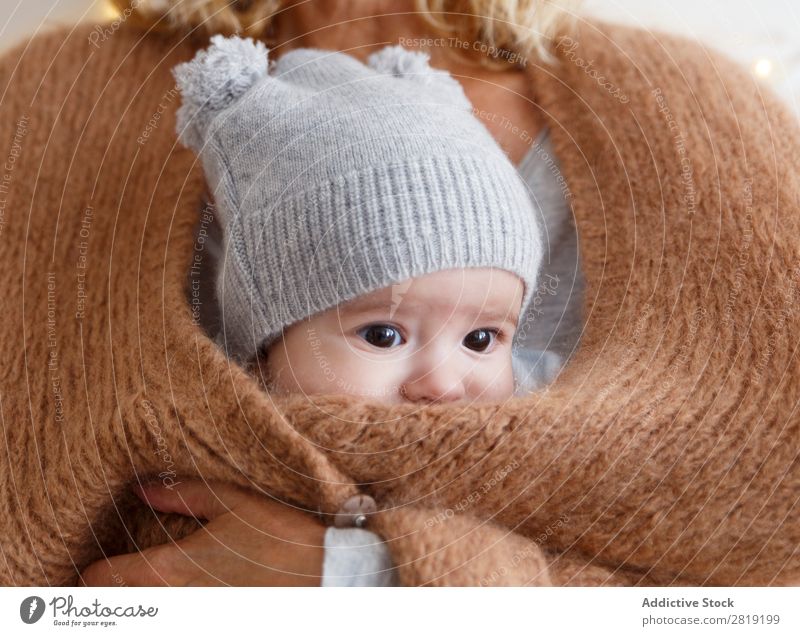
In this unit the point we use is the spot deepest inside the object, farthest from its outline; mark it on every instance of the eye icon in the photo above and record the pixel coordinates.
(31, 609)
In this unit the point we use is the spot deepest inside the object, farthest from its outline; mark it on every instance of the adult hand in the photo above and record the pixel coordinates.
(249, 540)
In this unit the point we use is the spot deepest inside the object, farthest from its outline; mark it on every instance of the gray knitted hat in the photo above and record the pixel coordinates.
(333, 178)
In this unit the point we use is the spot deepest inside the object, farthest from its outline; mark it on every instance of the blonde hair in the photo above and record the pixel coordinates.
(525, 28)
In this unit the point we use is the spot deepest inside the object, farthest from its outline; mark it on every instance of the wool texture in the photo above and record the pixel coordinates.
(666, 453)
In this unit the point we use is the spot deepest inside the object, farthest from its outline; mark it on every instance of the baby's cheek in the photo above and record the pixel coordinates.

———

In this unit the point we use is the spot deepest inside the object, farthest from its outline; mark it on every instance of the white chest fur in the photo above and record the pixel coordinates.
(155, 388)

———

Above are the entries. Output exactly the lines beginning with the line that has "of the gray" and ending with the line that has "of the baby's".

§ **Reply to the task**
In this unit the point we use is the spot deepest inside the object, farthest from its outline; mark it on every instance of the gray knitted hat in the photo above and record the pixel coordinates.
(333, 178)
In this unit the point we use is the spot deepest inside the object, farthest from its outline; mark it on every instance of the blonde hair in the photo above and record the pixel coordinates.
(525, 28)
In this unit the point we use is the spot deepest inside the object, farthest from its outline; mark it on every instance of the wool texture in the photo above and record the pixel coordinates.
(666, 453)
In this unit the point we use is the spot deepest inside the object, farthest from its outline; mark it on every instance of the baby's cheek in the photo above and record the pixel coordinates.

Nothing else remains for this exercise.